◆ **Your instructions**
Return the lines of the data below starting at the one holding "positive clicks: (328, 116) (341, 115)" and ending at the one holding "box: [273, 126, 444, 360]", word for word, leaving every picture out.

◆ **Task inputs**

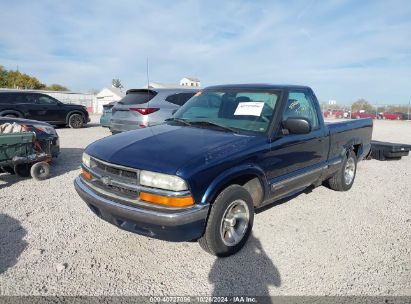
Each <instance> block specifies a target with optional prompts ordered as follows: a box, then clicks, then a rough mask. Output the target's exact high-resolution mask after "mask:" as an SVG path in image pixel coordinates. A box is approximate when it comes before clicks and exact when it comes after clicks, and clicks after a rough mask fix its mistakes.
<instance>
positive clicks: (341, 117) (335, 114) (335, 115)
mask: <svg viewBox="0 0 411 304" xmlns="http://www.w3.org/2000/svg"><path fill="white" fill-rule="evenodd" d="M333 114H334V116H335V118H344V111H335V112H334V113H333Z"/></svg>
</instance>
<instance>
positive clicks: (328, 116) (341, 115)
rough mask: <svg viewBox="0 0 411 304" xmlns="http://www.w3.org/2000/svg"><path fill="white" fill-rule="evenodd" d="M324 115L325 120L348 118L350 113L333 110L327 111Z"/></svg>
mask: <svg viewBox="0 0 411 304" xmlns="http://www.w3.org/2000/svg"><path fill="white" fill-rule="evenodd" d="M323 115H324V118H330V117H335V118H347V117H348V116H349V113H348V112H345V111H337V110H332V111H325V112H324V113H323Z"/></svg>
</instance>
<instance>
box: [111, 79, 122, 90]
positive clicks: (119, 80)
mask: <svg viewBox="0 0 411 304" xmlns="http://www.w3.org/2000/svg"><path fill="white" fill-rule="evenodd" d="M111 84H112V85H113V87H115V88H118V89H122V88H123V85H122V84H121V81H120V79H118V78H114V79H113V80H112V81H111Z"/></svg>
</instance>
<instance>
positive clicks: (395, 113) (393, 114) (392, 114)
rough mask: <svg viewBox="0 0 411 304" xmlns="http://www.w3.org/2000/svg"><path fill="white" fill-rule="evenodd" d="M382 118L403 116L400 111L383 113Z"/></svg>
mask: <svg viewBox="0 0 411 304" xmlns="http://www.w3.org/2000/svg"><path fill="white" fill-rule="evenodd" d="M382 119H391V120H401V119H404V117H403V116H402V114H400V113H383V114H382Z"/></svg>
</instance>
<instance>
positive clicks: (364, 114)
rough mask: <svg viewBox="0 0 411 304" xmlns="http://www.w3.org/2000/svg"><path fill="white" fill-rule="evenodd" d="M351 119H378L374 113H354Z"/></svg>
mask: <svg viewBox="0 0 411 304" xmlns="http://www.w3.org/2000/svg"><path fill="white" fill-rule="evenodd" d="M351 118H352V119H358V118H371V119H376V118H377V115H376V114H373V113H366V112H353V113H351Z"/></svg>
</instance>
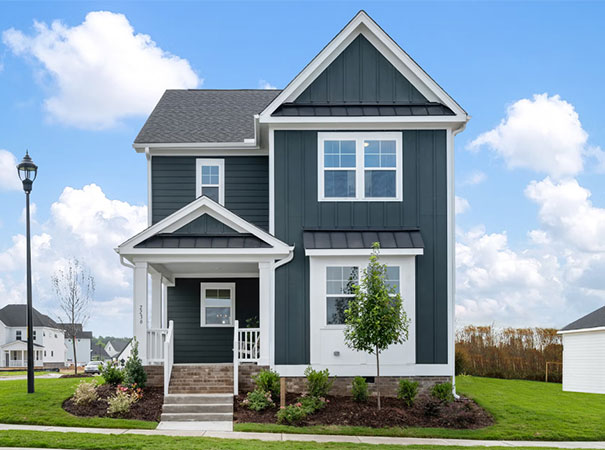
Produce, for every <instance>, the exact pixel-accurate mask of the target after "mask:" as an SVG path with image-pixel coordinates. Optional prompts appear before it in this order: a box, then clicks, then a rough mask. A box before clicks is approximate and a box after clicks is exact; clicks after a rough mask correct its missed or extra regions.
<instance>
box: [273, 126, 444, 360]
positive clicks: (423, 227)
mask: <svg viewBox="0 0 605 450" xmlns="http://www.w3.org/2000/svg"><path fill="white" fill-rule="evenodd" d="M275 185H276V186H278V188H277V189H276V190H275V234H276V237H277V238H279V239H281V240H283V241H284V242H287V243H289V244H291V245H292V244H294V245H295V246H296V250H295V252H294V253H295V256H294V259H293V260H292V262H290V263H289V264H286V265H285V266H283V267H281V268H279V269H277V272H276V288H275V289H276V298H275V303H276V304H275V315H276V318H275V327H276V350H275V352H276V353H275V357H276V363H277V364H307V363H308V362H309V292H308V289H309V288H308V286H309V263H308V258H307V257H305V255H304V244H303V240H302V239H303V238H302V231H303V229H304V228H316V229H317V228H319V229H321V228H323V229H339V230H344V229H354V228H360V229H362V228H371V227H396V226H402V227H420V231H421V233H422V237H423V239H424V243H425V251H424V255H423V256H418V257H417V258H416V261H417V268H416V324H417V325H416V330H417V331H416V332H417V335H416V362H417V363H419V364H421V363H425V364H431V363H447V173H446V139H445V131H443V130H418V131H417V130H410V131H403V202H400V203H397V202H318V201H317V132H315V131H276V132H275Z"/></svg>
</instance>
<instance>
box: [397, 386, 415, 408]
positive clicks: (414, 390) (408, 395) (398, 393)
mask: <svg viewBox="0 0 605 450" xmlns="http://www.w3.org/2000/svg"><path fill="white" fill-rule="evenodd" d="M417 394H418V382H417V381H410V380H399V389H397V398H398V399H399V400H403V403H405V406H407V407H408V408H409V407H412V406H414V399H415V398H416V395H417Z"/></svg>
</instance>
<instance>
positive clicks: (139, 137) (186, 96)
mask: <svg viewBox="0 0 605 450" xmlns="http://www.w3.org/2000/svg"><path fill="white" fill-rule="evenodd" d="M280 92H281V91H280V90H277V89H240V90H216V89H189V90H173V89H170V90H167V91H166V92H164V95H162V98H161V99H160V101H159V102H158V104H157V105H156V107H155V109H154V110H153V112H152V113H151V115H150V116H149V118H148V119H147V122H145V125H143V128H142V129H141V131H140V132H139V135H138V136H137V137H136V139H135V141H134V142H135V143H136V144H154V143H202V142H244V139H253V138H254V117H253V116H254V115H255V114H259V113H260V112H262V111H263V109H265V107H266V106H267V105H268V104H269V103H271V101H272V100H273V99H274V98H275V97H277V95H278V94H279V93H280Z"/></svg>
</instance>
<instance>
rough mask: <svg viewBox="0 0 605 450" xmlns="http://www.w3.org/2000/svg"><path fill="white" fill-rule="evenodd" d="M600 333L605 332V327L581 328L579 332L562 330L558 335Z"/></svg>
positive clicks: (560, 331) (559, 331)
mask: <svg viewBox="0 0 605 450" xmlns="http://www.w3.org/2000/svg"><path fill="white" fill-rule="evenodd" d="M599 331H605V327H594V328H580V329H577V330H561V331H557V334H575V333H594V332H599Z"/></svg>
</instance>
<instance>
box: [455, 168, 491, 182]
mask: <svg viewBox="0 0 605 450" xmlns="http://www.w3.org/2000/svg"><path fill="white" fill-rule="evenodd" d="M485 180H487V175H486V174H485V173H484V172H481V171H480V170H476V171H474V172H473V173H471V174H469V175H468V176H466V177H465V178H463V179H462V181H461V182H460V186H475V185H477V184H481V183H483V182H484V181H485Z"/></svg>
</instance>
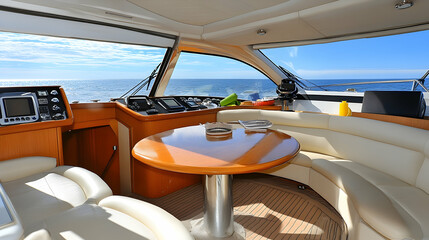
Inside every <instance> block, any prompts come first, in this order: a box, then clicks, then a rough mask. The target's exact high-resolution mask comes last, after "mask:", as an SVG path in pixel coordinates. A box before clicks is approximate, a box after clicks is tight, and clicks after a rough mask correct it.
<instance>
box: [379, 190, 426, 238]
mask: <svg viewBox="0 0 429 240" xmlns="http://www.w3.org/2000/svg"><path fill="white" fill-rule="evenodd" d="M378 187H379V188H380V189H381V190H382V191H383V192H384V193H385V194H386V195H387V196H389V197H390V199H392V201H395V202H396V203H397V204H398V205H399V206H400V207H401V208H403V209H404V210H405V211H406V212H407V213H408V214H409V215H410V216H411V217H413V219H415V220H417V222H418V223H416V224H415V225H416V227H417V226H418V225H420V229H421V231H422V232H423V235H424V239H429V208H428V204H429V195H428V194H426V193H425V192H424V191H422V190H421V189H418V188H416V187H413V186H395V185H381V186H378Z"/></svg>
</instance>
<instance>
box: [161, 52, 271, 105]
mask: <svg viewBox="0 0 429 240" xmlns="http://www.w3.org/2000/svg"><path fill="white" fill-rule="evenodd" d="M276 87H277V86H276V84H275V83H274V82H272V81H271V80H270V79H269V78H267V77H266V76H265V75H264V74H262V73H261V72H259V71H258V70H256V69H254V68H253V67H251V66H249V65H247V64H245V63H243V62H240V61H237V60H234V59H230V58H226V57H219V56H213V55H206V54H196V53H188V52H182V53H181V54H180V57H179V60H178V62H177V64H176V67H175V69H174V72H173V75H172V77H171V79H170V81H169V83H168V85H167V88H166V89H165V92H164V95H166V96H171V95H174V96H182V95H183V96H213V97H226V96H228V95H230V94H232V93H236V94H237V95H238V98H240V99H247V100H256V99H260V98H263V97H274V96H276Z"/></svg>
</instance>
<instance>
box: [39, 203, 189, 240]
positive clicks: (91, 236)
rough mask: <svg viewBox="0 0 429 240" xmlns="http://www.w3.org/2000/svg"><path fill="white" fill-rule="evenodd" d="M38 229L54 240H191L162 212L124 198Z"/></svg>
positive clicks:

◆ **Written answer**
positive clicks: (328, 116) (341, 115)
rough mask: <svg viewBox="0 0 411 304" xmlns="http://www.w3.org/2000/svg"><path fill="white" fill-rule="evenodd" d="M324 115L325 120L348 118L350 113L333 110L327 111Z"/></svg>
mask: <svg viewBox="0 0 411 304" xmlns="http://www.w3.org/2000/svg"><path fill="white" fill-rule="evenodd" d="M323 115H324V118H330V117H335V118H347V117H348V116H349V113H348V112H345V111H337V110H332V111H325V112H324V113H323Z"/></svg>
</instance>
<instance>
box: [111, 79, 122, 90]
positive clicks: (119, 80)
mask: <svg viewBox="0 0 411 304" xmlns="http://www.w3.org/2000/svg"><path fill="white" fill-rule="evenodd" d="M111 84H112V85H113V87H115V88H118V89H122V88H123V85H122V84H121V81H120V79H118V78H114V79H113V80H112V81H111Z"/></svg>
</instance>
<instance>
positive clicks: (395, 113) (393, 114) (392, 114)
rough mask: <svg viewBox="0 0 411 304" xmlns="http://www.w3.org/2000/svg"><path fill="white" fill-rule="evenodd" d="M382 118L403 116L400 111L383 113Z"/></svg>
mask: <svg viewBox="0 0 411 304" xmlns="http://www.w3.org/2000/svg"><path fill="white" fill-rule="evenodd" d="M382 119H391V120H401V119H404V117H403V116H402V114H400V113H383V114H382Z"/></svg>
</instance>
<instance>
positive clicks: (364, 114)
rough mask: <svg viewBox="0 0 411 304" xmlns="http://www.w3.org/2000/svg"><path fill="white" fill-rule="evenodd" d="M351 119H378L374 113H354Z"/></svg>
mask: <svg viewBox="0 0 411 304" xmlns="http://www.w3.org/2000/svg"><path fill="white" fill-rule="evenodd" d="M351 118H352V119H358V118H371V119H376V118H377V115H376V114H373V113H366V112H353V113H351Z"/></svg>
</instance>
Produce, for every <instance>, the exact pixel-accurate mask of the target after "mask:" as an SVG path with image-pixel coordinates. Optional prompts appear before it in this order: a box, then clicks, then a rough mask. A box before clicks is approximate and a box after clicks is exact; clicks after a rough mask correct its missed or extra regions.
<instance>
box: [273, 126, 444, 360]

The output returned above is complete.